» **What to do**:
A. In the Opera Philadelphia history text, which two companies merged in 1975 to form the Opera Company of Philadelphia?
B. Extend the Opera Philadelphia history text with the paragraph that would follow its last sentence.

» **Page excerpt**:
==================================================

Opera Philadelphia (prior to 2013 Opera Company of Philadelphia (OCP)) is an American opera company in Philadelphia, Pennsylvania and is the city's only company producing grand opera. The organization produces one festival in September (Festival O) and additional operas in the spring season, encompassing works from the 17th through the 21st century. The famed Academy of Music, the oldest opera house to be continuously in use for its original purpose within the United States, is currently the venue for three of the company's performances. The company is led by David Devan, who was appointed general director in 2011.

History
The Opera Company of Philadelphia was established in 1975 with the merger of the Philadelphia Lyric Opera Company (PLOC) and the Philadelphia Grand Opera Company (PGOC); two organizations which had competed with one another for many years. Adele W. Paxson, who headed the PLOC, was appointed the first president of the company's board, a position she held for many years. Max Leon, conductor and general manager of the PGOC, became the company's first general manager, and Carl Suppa became the company's first artistic director. All three individuals were largely responsible for arranging, planning, and executing the merger. In 1976 the company presented the world premiere of Gian Carlo Menotti's The Hero.

At the end of the 1977–1978 season both Leon and Suppa left the company. As a result, J. Edward Corn was appointed the company's second general manager; subsequently Julius Rudel became an artistic consultant for the company. In 1980, Corn left the company to become the director of the National Endowment for the Arts' new opera and musical theater program. Margaret Anne Everett, the OCP's director of educational and community services since 1977, was initially appointed the company's acting manager and then officially became the company's third general manager. She remained in that position for fourteen years.

==================================================

» **Data listing**:
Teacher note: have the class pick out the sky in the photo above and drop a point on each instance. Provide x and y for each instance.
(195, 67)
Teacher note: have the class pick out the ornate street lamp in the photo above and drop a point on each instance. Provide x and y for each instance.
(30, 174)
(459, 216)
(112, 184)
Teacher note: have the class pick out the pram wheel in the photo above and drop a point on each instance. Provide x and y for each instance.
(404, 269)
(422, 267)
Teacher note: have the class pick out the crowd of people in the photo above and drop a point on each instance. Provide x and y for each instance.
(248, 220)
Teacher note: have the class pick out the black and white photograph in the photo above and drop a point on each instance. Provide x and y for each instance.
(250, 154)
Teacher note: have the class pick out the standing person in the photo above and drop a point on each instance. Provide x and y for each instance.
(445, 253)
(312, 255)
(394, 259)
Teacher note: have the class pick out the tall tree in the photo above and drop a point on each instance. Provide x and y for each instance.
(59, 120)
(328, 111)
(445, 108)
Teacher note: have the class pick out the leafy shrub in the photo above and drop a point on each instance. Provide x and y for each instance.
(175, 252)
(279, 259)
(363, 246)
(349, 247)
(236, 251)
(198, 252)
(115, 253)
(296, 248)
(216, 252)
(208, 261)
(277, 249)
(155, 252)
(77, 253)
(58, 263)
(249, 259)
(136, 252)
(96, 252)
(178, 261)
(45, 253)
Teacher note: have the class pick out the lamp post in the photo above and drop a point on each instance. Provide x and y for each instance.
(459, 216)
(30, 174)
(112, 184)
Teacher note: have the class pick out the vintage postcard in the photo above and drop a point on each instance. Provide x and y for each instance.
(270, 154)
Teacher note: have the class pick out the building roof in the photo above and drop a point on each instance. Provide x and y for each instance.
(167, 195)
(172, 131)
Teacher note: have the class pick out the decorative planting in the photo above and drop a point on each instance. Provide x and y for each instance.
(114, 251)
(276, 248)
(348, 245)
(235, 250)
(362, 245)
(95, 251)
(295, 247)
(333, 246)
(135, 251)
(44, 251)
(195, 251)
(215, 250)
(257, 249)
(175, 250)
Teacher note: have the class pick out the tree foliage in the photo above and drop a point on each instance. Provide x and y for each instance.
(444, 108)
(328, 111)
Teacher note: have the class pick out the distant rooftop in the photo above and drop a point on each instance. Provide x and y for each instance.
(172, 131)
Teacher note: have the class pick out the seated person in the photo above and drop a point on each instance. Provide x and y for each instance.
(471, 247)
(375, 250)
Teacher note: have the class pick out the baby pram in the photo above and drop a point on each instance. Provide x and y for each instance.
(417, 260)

==================================================

» **Outputs by task**:
A. The Philadelphia Lyric Opera Company and the Philadelphia Grand Opera Company.

B.
In March 1990 Everett resigned from her post and Jane Grey Nemeth, the then director of the OCP's Luciano Pavarotti International Voice Competition, became the company's acting general director. In January 1991 the company named Robert B. Driver its general director. The company's management structure has changed several times during Driver's time with the company, he previously served as the title artistic director from 2000 to 2004 and general and artistic director from 2004 to 2009. On March 31, 2009 it was announced that Driver would return to the post of artistic director, and David B. Devan, the OCP's managing director since January 2006, would serve as the OCP's executive director. Devan was appointed general director in February 2011.

In 2013 the OCP renamed itself Opera Philadelphia and adopted a new logo.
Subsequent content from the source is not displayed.